*Exercise requirements*:
Copy each line of the listing below exactly and drop the images.

*Record extracts*:

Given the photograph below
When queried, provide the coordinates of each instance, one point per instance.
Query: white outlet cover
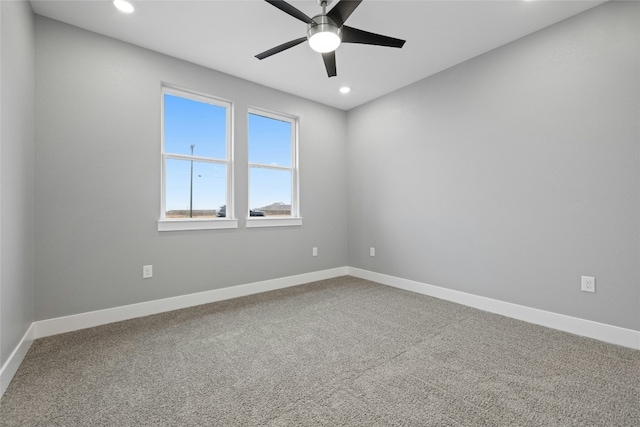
(147, 271)
(588, 284)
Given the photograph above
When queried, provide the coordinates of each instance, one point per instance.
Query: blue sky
(188, 122)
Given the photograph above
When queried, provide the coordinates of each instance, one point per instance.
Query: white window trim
(295, 219)
(182, 224)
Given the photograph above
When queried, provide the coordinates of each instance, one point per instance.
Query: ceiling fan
(326, 31)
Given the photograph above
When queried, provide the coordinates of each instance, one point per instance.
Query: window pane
(188, 122)
(209, 189)
(270, 192)
(269, 141)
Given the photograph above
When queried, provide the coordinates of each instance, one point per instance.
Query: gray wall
(98, 180)
(16, 174)
(513, 174)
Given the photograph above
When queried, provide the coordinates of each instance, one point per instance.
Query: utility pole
(191, 186)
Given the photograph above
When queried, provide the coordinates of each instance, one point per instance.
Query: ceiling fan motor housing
(324, 28)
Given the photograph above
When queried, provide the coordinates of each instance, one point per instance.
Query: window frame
(295, 219)
(181, 224)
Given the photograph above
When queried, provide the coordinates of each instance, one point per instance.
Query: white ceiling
(225, 35)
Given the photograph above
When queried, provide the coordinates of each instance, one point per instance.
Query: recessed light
(123, 6)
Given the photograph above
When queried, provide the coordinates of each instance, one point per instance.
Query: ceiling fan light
(324, 42)
(324, 36)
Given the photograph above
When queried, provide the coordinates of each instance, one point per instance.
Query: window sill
(196, 224)
(254, 222)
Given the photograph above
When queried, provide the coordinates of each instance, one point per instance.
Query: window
(273, 170)
(196, 162)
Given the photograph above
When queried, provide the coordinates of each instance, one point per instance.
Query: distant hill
(277, 206)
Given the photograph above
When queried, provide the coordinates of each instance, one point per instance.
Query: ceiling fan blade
(278, 49)
(287, 8)
(342, 11)
(353, 35)
(330, 63)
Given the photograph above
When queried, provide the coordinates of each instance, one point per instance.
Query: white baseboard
(574, 325)
(44, 328)
(59, 325)
(9, 369)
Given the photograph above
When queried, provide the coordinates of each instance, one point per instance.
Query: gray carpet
(339, 352)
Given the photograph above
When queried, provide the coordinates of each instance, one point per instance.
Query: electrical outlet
(147, 271)
(588, 284)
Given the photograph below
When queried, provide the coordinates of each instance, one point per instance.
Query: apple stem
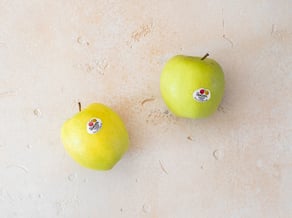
(79, 106)
(205, 56)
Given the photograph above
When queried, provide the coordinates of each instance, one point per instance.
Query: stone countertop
(236, 163)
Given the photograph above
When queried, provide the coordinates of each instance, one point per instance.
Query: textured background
(237, 163)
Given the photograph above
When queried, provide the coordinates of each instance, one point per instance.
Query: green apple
(96, 137)
(192, 87)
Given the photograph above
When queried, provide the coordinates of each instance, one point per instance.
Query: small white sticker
(202, 95)
(94, 125)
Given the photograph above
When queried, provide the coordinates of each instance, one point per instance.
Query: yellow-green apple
(96, 137)
(192, 87)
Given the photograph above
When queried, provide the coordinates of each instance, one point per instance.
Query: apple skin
(182, 76)
(100, 150)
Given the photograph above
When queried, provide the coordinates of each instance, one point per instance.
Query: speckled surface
(237, 163)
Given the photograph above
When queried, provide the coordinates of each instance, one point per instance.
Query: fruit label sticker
(202, 95)
(94, 125)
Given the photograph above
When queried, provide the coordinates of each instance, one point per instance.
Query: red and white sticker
(202, 95)
(94, 125)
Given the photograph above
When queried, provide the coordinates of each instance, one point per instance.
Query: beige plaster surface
(235, 164)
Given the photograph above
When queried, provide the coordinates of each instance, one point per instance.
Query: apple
(96, 137)
(192, 87)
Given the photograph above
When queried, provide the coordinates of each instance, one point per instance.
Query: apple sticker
(202, 95)
(94, 125)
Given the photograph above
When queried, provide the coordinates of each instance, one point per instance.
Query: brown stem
(79, 106)
(205, 56)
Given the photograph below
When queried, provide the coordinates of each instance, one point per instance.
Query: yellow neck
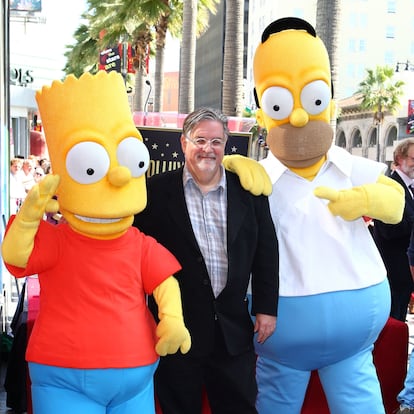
(309, 173)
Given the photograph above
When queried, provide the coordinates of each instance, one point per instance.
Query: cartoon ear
(334, 109)
(259, 118)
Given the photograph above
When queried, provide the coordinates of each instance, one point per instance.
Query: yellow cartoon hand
(173, 335)
(19, 240)
(383, 200)
(171, 331)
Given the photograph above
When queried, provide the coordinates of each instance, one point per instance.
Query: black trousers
(229, 381)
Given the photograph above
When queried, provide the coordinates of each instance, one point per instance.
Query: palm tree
(328, 14)
(380, 94)
(81, 57)
(134, 21)
(232, 92)
(187, 57)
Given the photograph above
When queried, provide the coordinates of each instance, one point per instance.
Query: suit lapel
(177, 209)
(236, 208)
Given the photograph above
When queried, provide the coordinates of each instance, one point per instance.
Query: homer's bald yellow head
(293, 92)
(96, 150)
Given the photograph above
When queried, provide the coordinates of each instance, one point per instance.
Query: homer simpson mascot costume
(334, 294)
(94, 346)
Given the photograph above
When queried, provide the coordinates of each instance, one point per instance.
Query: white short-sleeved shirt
(320, 252)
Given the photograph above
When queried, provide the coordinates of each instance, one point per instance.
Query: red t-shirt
(93, 311)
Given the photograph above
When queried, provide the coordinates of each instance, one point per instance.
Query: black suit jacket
(251, 246)
(393, 240)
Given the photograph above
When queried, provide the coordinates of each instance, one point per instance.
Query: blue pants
(92, 391)
(333, 333)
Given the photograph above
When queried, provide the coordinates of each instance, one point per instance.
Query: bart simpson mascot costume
(94, 346)
(334, 294)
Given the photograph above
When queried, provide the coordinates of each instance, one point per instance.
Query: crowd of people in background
(24, 174)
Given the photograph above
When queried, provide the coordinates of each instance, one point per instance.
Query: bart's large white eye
(87, 162)
(315, 97)
(134, 155)
(277, 102)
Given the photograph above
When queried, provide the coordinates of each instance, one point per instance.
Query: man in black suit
(393, 239)
(221, 235)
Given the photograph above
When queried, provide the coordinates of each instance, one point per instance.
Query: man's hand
(265, 325)
(252, 175)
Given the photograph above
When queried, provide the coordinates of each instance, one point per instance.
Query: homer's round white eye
(277, 102)
(87, 162)
(133, 154)
(315, 97)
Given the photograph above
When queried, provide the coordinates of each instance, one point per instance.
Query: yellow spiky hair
(92, 102)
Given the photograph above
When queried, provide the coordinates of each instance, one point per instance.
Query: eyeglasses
(201, 142)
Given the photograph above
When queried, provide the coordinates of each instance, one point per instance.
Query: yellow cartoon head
(293, 92)
(96, 150)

*Response*:
Given the photograph below
When queried, provide the coordinates of each instance, one point per instance.
Query: white outlet cover
(147, 271)
(588, 284)
Given the photograph above
When queried, provide the coordinates of each instance, one point per instance.
Query: blue sky
(188, 122)
Given the photograph above
When queried, provide the coordinates of each instance, one point per instance.
Query: white window trim
(295, 219)
(182, 224)
Given the photograph above
When queried, provide the coordinates of each instance, one point per instance.
Query: ceiling fan
(326, 31)
Given the photograph above
When queried, provide the coordinates of each instance, one point per instance.
Query: window pane
(188, 122)
(209, 189)
(270, 192)
(269, 141)
Given the photograph above
When queried, provide the coordinates of each instance, one point per instance.
Query: gray wall
(98, 180)
(16, 174)
(513, 174)
Given the photograph above
When queried, provide the coordinates of each instance, one point per instance.
Query: utility pole
(191, 186)
Given the photograph above
When queried, provide the coordinates of each instance, one point per instance.
Query: ceiling fan motor housing
(324, 28)
Given the photograph above
When queried, provide the coordinates of each instance, one point per instance.
Query: window frame
(295, 219)
(181, 224)
Given the photograph above
When queried, provide the coordinates of each instance, one point per instance.
Query: white ceiling
(225, 35)
Given the photograph above
When queried, provide the coordinates of each instance, one point per instance.
Query: recessed light
(123, 6)
Given the photograph above
When queried, provide the coordinates of each instance, one point per instance.
Query: ceiling fan light
(324, 42)
(324, 36)
Given the photograph above
When queried, provide the coordinates of each instance, one point per instance.
Query: window sill
(196, 224)
(254, 222)
Given the photograph above
When queried, provide the coordinates of each instance, one point per instance.
Query: window
(273, 170)
(196, 162)
Given the photograph above
When queried, provide the coordinates of each instance, one point per instance.
Query: distant hill
(277, 206)
Given the photograph above
When queried, provide the coordinates of each instance, one point per instance.
Query: ceiling fan blade
(278, 49)
(287, 8)
(342, 11)
(353, 35)
(330, 63)
Given the photograph above
When queried, provide the coordinates of each instance, one point per instance.
Query: white baseboard
(574, 325)
(44, 328)
(59, 325)
(9, 369)
Given the photograph above
When queried, provide the coordinates of each instance, one point per instance.
Query: gray carpet
(339, 352)
Given the photograph above
When queried, provide the coordinates of each instance, one point per instance.
Query: electrical outlet
(147, 271)
(588, 284)
Given the photograph below
When queried, provide the coordinates of each instance, one point per instance.
Query: apple stem
(79, 106)
(205, 56)
Given the photograph above
When queried, provide the coordinates of each instance, one point per instance.
Query: stone countertop
(236, 163)
Given the photograph above
When queried, provide the coordinates of each instance, one point per instance.
Query: textured background
(237, 163)
Given the photograph above
When queried, provide the coordinates of each instance, one point per instance.
Query: green apple
(96, 137)
(192, 87)
Given the photograph above
When queried, provide the coordinates of each instance, one point per instance.
Query: small white sticker
(202, 95)
(94, 125)
Given the photograph above
When queried, provide the coordinates of each instance, one point per instance.
Query: yellow-green apple
(96, 137)
(192, 87)
Given the photograph above
When queried, provide the coordinates of each instance, one point per instance.
Query: apple skin
(182, 76)
(100, 150)
Given the photograph above
When queried, provide the coordinates of each instance, one point per instance.
Query: speckled surface
(237, 163)
Given the photograph above
When queried, provide the coordinates of each instance, one point per instance.
Query: fruit label sticker
(202, 95)
(94, 125)
Given the photograph above
When queried, provide the coordinates of each instance, one point per instance.
Query: red and white sticker
(202, 95)
(94, 125)
Given the photograph above
When queried, provide the coordinates of each instance, one point per instance.
Query: beige plaster surface
(235, 164)
Given the photograph above
When queried, provide the coordinates of each instance, one point per instance.
Query: apple
(96, 137)
(192, 87)
Given the photograph above
When queried, provide the coordinates of each instance, one point per instance.
Query: apple sticker
(202, 95)
(94, 125)
Given the photograph above
When queried, provide the coordinates of each instance, one point per instance.
Query: brown stem
(79, 106)
(205, 56)
Given the photograph below
When queried, provide the coordinates of each instance, one point per instance.
Query: yellow neck
(309, 173)
Given the photograph above
When queried, provide the coordinates of each instance, one point per instance.
Query: cartoon ear
(334, 109)
(259, 118)
Given the photograph above
When queried, provide the coordinates of each instance, one point per instance.
Query: yellow cartoon hand
(173, 335)
(19, 240)
(383, 200)
(171, 331)
Given the photograph above
When queried, provide the coordinates of each instance, one point per instance.
Query: black trousers
(229, 381)
Given the photograph above
When queried, provide the coordinates of each instance, one point per instance.
Query: palm tree
(328, 14)
(380, 94)
(81, 57)
(134, 21)
(232, 92)
(187, 57)
Given the photograph above
When queried, provide the coordinates of each instance, one point per instance.
Query: suit lapel
(177, 209)
(236, 208)
Given the photograph above
When queried, provide the coordinates of each instance, one point per instance.
Query: homer's bald yellow head
(293, 92)
(96, 150)
Given the photograph above
When queried, provide the coordinates of each instance, one point per instance.
Query: homer simpson mascot costume
(334, 294)
(94, 346)
Given the photograph above
When queried, provide the coordinates of each instance, one point per instance.
Query: white short-sleeved shirt
(320, 252)
Given the photograph above
When queried, provide the coordinates of each instance, one point per instance.
Query: red t-shirt
(93, 311)
Given the photograph above
When queried, provide the coordinates of each instance, one point per instance.
Query: black suit jacket
(251, 246)
(393, 240)
Given the photograph above
When queried, provide the coordinates of each instance, one point per instance.
Query: blue pants
(92, 391)
(333, 333)
Given the photograph above
When queried, provide the coordinates of each instance, one point per instance.
Query: bart simpson mascot costume
(94, 346)
(334, 294)
Given the photograph above
When queried, provide the coordinates of each instance, one point per instance.
Query: crowd of people in background
(24, 174)
Given the photograph above
When queried, provide the coordinates of each instance, one point per instance.
Query: bart's large white eye
(87, 162)
(315, 97)
(134, 155)
(277, 102)
Given the photograph above
When queried, provide the coordinates of each instance, one point per instance.
Query: man in black suit
(393, 239)
(221, 235)
Given the photograph above
When queried, provide the coordinates of each instance, one point per instance.
Query: man's hand
(265, 325)
(252, 175)
Given the photograph above
When queried, provide the coordinates of each instance, one point per instance.
Query: homer's round white eye
(277, 102)
(87, 162)
(133, 154)
(315, 97)
Given the photograph above
When queried, provide the coordinates of each instance, one point per instance.
Query: yellow spiky hair
(92, 102)
Given the photograph above
When queried, provide the coordinates of each instance, one point per instance.
Query: eyeglasses
(201, 142)
Given the photograph above
When queried, provide the coordinates of each instance, one point per instance.
Query: yellow cartoon head
(293, 92)
(96, 150)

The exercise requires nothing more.